Dataset entries
---

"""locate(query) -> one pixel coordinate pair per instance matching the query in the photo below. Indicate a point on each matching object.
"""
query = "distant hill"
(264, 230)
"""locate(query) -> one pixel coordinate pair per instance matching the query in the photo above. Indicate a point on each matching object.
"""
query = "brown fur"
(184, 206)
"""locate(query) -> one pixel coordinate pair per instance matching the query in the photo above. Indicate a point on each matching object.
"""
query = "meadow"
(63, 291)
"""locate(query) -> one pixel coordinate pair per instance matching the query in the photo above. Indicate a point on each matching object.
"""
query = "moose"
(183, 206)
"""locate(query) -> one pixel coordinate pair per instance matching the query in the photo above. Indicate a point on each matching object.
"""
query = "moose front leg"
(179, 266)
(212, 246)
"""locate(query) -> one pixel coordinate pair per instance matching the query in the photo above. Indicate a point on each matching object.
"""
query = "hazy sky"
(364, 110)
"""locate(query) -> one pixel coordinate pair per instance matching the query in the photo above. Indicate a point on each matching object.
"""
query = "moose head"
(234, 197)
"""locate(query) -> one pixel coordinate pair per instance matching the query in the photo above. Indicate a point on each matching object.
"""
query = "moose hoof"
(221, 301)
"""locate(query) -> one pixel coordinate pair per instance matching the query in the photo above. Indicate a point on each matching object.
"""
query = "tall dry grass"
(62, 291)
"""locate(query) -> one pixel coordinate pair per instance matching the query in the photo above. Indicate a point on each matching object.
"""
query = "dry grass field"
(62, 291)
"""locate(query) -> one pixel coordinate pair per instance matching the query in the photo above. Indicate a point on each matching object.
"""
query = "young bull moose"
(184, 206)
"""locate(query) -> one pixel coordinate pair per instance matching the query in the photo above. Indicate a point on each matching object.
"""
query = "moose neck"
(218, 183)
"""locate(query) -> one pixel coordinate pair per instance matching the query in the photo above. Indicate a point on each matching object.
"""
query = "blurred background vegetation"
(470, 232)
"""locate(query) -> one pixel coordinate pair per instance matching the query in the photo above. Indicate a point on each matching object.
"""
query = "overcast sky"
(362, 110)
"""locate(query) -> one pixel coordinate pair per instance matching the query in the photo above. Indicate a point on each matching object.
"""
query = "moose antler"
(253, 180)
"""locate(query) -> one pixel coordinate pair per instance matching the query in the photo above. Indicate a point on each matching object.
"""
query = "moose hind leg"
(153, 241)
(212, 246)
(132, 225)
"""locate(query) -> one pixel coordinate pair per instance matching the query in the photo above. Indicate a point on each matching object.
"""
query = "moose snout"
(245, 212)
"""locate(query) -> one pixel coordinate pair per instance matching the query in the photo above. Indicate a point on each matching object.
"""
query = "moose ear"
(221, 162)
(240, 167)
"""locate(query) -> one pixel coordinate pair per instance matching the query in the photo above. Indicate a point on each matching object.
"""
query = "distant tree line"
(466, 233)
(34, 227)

---

PROBLEM: Your reply should contain every entry, repeated exactly.

RESULT FOR THIS TASK:
"""locate(query) -> one pixel coordinate pair per instance matching the query in the photo below. Indicate a point on each matching object.
"""
query = "distant hill"
(264, 230)
"""locate(query) -> one pixel coordinate pair per instance matching the query in the photo above. Indicate a point on each matching object.
"""
query = "brown fur"
(184, 206)
"""locate(query) -> one pixel coordinate pair per instance matching the query in the photo above. Indicate a point on each matching object.
"""
query = "meadow"
(63, 291)
"""locate(query) -> one pixel coordinate pair per instance matching the query in the photo above. Indicate a point on each matching object.
"""
query = "moose"
(183, 206)
"""locate(query) -> one pixel coordinate pair per instance matching the query in the photo above. Indicate a point on each matching object.
"""
query = "moose front leg"
(179, 266)
(212, 246)
"""locate(query) -> one pixel coordinate pair per instance matching the query in the photo above. Indicate a point on each matching object.
"""
query = "hazy sky"
(364, 110)
"""locate(query) -> one pixel coordinate pair per instance matching the query in the photo above. Indicate a point on each matching object.
"""
query = "moose head"
(234, 197)
"""locate(query) -> one pixel coordinate pair per instance matching the query in the photo above. Indicate a point on each matching object.
"""
query = "moose hoof"
(221, 301)
"""locate(query) -> one pixel coordinate pair per instance matching the query in the photo above. Indicate a point on each matching object.
"""
query = "tall dry grass"
(62, 291)
"""locate(query) -> one pixel coordinate pair per instance matching the query in the photo above. Indicate a point on each matching object.
"""
query = "dry grass field"
(62, 291)
"""locate(query) -> one pixel coordinate pair per instance matching the query in the photo above. Indicate a point on each matching object.
"""
query = "young bull moose"
(184, 206)
"""locate(query) -> one pixel coordinate pair per instance matching the query in the photo above. Indicate a point on each matching object.
"""
query = "moose neck"
(218, 183)
"""locate(query) -> one pixel coordinate pair per instance matching the query in the photo above. Indicate a point on each matching object.
"""
query = "blurred background vegetation"
(470, 232)
"""locate(query) -> one pixel coordinate pair per instance matching the query in the photo above. Indicate a point on each matching object.
"""
query = "overcast sky"
(362, 110)
"""locate(query) -> one pixel coordinate pair per instance matching the query in the photo above. Indicate a point on each matching object.
"""
query = "moose antler"
(253, 180)
"""locate(query) -> one pixel coordinate pair per instance matching the query in the photo above. Indicate a point on each matching object.
"""
query = "moose hind leg"
(153, 241)
(212, 246)
(132, 225)
"""locate(query) -> one pixel coordinate pair per instance matching the query in the photo above. Indicate a point on each matching object.
"""
query = "moose snout"
(245, 212)
"""locate(query) -> one pixel coordinate pair per instance matching the query in the photo above. Indicate a point on each matching object.
"""
query = "moose ear"
(221, 162)
(240, 167)
"""locate(query) -> one pixel coordinate pair per instance matching the query in the photo above. Indicate a point on each matching object.
"""
query = "distant tree line"
(466, 233)
(34, 227)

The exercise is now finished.